— What you need to do —
Write out the lines from the one containing "is any sky?" through the one containing "[447,170,464,226]", both included, exactly as they stand.

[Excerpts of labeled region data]
##############################

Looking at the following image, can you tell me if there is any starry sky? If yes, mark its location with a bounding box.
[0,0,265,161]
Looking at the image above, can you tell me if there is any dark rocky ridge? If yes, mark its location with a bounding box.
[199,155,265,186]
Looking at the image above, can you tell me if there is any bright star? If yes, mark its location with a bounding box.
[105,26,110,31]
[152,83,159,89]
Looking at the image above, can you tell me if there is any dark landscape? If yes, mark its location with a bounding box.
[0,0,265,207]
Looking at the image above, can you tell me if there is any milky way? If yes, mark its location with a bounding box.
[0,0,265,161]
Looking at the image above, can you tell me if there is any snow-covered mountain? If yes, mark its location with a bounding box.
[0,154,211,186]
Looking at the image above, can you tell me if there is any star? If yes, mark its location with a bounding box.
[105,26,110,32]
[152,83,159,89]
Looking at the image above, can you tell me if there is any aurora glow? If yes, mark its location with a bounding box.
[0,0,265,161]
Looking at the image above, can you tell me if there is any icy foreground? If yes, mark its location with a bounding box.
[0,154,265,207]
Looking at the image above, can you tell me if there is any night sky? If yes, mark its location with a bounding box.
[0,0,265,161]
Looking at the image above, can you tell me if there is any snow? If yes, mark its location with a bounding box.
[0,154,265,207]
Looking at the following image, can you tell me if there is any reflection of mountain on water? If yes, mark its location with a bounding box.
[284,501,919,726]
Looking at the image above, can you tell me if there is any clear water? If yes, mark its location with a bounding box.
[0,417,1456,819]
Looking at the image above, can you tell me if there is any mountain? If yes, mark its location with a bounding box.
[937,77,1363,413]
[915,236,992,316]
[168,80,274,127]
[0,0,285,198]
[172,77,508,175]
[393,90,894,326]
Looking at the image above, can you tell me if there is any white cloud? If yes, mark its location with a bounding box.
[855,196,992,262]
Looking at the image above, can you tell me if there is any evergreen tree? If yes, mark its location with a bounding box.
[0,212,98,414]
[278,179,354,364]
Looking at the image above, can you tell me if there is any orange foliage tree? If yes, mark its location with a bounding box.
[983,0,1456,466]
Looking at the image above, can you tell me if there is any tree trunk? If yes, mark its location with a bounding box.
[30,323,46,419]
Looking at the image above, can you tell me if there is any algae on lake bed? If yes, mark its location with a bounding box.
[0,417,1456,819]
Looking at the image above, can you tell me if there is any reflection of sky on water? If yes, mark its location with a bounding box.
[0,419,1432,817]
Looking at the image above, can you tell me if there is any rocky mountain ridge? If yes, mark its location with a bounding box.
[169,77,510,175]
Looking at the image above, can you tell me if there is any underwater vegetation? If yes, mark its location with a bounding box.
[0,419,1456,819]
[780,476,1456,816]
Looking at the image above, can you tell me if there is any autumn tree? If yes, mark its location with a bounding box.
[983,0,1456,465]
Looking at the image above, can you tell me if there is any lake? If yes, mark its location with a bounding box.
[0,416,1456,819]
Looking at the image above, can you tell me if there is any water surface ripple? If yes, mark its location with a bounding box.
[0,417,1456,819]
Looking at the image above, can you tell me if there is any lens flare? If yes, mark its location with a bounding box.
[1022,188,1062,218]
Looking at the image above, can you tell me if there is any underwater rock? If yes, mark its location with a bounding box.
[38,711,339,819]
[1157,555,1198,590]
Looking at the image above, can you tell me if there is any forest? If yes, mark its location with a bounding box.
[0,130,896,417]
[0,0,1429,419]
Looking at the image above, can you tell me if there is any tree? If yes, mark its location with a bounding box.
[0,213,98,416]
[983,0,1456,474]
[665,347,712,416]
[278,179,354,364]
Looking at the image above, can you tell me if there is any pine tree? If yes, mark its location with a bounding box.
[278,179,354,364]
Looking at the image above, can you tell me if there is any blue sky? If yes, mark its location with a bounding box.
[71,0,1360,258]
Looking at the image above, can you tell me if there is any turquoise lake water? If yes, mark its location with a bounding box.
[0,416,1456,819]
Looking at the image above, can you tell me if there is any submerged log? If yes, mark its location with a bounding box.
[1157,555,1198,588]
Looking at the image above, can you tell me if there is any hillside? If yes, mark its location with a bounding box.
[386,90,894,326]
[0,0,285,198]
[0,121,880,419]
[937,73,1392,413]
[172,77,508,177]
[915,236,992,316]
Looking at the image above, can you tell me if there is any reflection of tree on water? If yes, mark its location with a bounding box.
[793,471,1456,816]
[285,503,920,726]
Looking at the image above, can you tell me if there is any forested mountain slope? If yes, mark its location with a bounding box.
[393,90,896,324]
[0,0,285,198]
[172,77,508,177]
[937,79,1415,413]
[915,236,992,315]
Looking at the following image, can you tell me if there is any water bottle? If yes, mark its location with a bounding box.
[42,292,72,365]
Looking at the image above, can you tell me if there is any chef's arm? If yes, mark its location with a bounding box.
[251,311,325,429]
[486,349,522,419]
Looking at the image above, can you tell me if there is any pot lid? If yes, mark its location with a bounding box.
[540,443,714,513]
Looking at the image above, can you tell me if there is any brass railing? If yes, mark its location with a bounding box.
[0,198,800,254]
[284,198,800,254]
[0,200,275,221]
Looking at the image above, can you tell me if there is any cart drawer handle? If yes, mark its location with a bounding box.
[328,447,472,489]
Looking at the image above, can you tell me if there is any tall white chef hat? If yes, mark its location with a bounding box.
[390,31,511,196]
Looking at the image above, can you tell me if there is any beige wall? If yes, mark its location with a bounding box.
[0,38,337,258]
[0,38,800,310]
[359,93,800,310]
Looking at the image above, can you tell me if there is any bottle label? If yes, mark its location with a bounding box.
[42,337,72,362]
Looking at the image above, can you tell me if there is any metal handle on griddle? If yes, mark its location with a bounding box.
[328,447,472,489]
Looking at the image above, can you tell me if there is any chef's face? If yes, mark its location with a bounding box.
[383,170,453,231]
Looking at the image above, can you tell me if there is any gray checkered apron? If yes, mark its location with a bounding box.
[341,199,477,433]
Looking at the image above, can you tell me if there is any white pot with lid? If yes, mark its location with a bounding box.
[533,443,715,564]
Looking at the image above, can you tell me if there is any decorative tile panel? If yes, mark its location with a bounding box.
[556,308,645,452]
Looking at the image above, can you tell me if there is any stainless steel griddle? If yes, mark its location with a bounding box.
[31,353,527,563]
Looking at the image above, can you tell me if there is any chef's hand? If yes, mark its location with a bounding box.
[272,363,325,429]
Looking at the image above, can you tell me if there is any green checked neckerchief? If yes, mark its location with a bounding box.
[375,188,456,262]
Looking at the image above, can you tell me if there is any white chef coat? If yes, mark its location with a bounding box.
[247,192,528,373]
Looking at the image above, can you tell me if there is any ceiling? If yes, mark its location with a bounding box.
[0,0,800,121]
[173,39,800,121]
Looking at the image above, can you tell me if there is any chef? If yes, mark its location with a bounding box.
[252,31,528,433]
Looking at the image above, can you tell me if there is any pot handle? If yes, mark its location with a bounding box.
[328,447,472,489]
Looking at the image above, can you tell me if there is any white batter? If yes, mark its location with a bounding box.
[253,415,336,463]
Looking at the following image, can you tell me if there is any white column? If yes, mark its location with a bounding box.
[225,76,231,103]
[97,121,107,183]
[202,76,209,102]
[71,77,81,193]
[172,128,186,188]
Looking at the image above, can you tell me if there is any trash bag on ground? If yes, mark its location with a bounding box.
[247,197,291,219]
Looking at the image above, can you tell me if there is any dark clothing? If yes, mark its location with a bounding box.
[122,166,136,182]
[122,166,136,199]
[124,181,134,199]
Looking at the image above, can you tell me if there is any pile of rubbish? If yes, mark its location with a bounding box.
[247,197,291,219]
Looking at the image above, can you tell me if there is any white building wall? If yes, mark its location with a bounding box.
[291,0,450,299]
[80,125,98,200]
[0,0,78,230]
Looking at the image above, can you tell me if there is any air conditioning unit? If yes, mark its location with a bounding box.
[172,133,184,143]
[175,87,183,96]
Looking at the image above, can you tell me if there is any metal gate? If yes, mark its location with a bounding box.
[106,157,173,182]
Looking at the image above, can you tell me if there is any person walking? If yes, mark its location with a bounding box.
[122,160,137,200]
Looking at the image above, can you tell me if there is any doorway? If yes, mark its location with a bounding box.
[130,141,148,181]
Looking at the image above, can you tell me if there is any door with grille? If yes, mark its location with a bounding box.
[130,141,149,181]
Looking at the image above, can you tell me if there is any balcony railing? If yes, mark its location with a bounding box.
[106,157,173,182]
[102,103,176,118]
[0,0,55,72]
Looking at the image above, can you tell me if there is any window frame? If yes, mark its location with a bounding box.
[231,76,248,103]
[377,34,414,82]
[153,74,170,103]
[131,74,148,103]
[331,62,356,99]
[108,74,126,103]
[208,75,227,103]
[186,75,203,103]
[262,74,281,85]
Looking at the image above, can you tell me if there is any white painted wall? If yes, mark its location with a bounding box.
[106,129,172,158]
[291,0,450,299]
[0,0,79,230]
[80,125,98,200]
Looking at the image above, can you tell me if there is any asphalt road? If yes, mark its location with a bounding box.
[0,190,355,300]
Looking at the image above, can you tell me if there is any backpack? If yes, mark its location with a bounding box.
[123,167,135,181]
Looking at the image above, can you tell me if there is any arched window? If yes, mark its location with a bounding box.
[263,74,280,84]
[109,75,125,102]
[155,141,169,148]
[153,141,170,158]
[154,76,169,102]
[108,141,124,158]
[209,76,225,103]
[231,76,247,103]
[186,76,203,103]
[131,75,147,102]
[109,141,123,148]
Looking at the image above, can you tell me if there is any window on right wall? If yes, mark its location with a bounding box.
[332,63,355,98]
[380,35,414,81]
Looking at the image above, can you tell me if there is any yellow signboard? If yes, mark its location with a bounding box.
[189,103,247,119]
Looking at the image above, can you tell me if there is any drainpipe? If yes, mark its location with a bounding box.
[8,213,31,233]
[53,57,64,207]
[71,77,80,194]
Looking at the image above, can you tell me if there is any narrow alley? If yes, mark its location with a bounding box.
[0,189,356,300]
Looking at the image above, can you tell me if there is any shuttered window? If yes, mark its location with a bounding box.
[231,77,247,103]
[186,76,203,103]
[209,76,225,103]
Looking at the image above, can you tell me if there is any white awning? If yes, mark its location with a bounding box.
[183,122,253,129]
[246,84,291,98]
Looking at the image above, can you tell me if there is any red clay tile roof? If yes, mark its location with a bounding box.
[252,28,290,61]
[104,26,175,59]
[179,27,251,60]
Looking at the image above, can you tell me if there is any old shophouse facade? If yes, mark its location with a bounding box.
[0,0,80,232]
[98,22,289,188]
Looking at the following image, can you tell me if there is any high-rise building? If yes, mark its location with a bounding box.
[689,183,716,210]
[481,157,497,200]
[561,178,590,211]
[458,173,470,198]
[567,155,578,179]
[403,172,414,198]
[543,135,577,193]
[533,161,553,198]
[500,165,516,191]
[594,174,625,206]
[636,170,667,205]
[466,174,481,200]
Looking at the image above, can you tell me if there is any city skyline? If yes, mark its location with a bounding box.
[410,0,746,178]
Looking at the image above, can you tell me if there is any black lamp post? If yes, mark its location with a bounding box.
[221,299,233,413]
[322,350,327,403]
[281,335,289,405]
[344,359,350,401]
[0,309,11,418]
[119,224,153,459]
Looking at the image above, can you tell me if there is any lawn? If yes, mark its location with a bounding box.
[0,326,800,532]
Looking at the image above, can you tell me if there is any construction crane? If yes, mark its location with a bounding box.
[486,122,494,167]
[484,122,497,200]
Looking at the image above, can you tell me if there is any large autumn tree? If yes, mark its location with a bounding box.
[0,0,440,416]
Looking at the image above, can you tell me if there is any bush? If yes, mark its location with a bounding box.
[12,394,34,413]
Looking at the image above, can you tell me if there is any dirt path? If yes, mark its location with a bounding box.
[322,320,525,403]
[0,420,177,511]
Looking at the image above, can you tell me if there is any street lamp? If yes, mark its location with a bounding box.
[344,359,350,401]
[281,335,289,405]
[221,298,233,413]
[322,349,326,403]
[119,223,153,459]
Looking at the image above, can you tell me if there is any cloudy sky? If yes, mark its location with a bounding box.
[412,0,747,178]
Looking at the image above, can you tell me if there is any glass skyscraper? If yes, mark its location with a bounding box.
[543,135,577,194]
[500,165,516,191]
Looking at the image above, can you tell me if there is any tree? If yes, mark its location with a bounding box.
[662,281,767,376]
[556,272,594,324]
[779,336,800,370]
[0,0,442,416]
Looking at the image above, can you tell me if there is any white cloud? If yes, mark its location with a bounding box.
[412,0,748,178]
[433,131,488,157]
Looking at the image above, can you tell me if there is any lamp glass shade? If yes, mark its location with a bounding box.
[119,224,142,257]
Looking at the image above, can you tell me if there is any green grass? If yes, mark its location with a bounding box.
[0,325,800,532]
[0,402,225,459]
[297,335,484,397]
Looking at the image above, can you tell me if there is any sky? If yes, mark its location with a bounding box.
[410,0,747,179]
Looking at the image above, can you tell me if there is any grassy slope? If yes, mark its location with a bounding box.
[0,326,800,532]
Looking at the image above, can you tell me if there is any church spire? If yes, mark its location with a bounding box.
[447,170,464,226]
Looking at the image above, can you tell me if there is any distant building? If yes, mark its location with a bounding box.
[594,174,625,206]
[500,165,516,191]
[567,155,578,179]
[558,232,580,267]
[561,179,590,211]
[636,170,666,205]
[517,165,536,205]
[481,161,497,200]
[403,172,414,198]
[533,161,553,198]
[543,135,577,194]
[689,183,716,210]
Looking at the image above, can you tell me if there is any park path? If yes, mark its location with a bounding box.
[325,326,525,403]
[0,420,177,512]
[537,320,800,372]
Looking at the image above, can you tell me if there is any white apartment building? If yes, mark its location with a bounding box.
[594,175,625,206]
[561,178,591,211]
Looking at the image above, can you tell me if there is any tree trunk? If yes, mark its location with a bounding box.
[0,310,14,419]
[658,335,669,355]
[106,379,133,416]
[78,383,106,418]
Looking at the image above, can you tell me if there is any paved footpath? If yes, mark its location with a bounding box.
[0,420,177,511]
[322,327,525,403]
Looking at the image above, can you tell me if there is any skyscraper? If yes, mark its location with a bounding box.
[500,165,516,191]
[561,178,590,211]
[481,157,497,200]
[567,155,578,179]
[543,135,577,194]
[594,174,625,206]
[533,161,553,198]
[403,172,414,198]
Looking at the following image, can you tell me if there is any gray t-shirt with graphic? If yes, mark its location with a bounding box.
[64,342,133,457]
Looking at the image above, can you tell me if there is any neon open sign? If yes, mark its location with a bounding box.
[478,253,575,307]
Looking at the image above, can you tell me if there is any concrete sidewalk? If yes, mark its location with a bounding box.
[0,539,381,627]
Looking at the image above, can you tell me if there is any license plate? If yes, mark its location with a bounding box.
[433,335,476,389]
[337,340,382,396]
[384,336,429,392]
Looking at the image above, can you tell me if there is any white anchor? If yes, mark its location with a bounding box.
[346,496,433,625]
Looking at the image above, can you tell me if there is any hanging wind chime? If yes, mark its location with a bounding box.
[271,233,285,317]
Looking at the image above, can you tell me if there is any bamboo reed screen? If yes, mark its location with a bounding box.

##############################

— Result for this exercise —
Looking at the image above, can you tell me if there is any sky? If yes, mark its location with a bounding box.
[410,0,747,179]
Looking at the image above, can you tell me if there is any grassy slope? If yes, mark its location with a bounding box.
[0,326,800,532]
Looking at the image above, can you tell me if there is any church spire? If yes, mark its location with a bounding box.
[447,170,464,226]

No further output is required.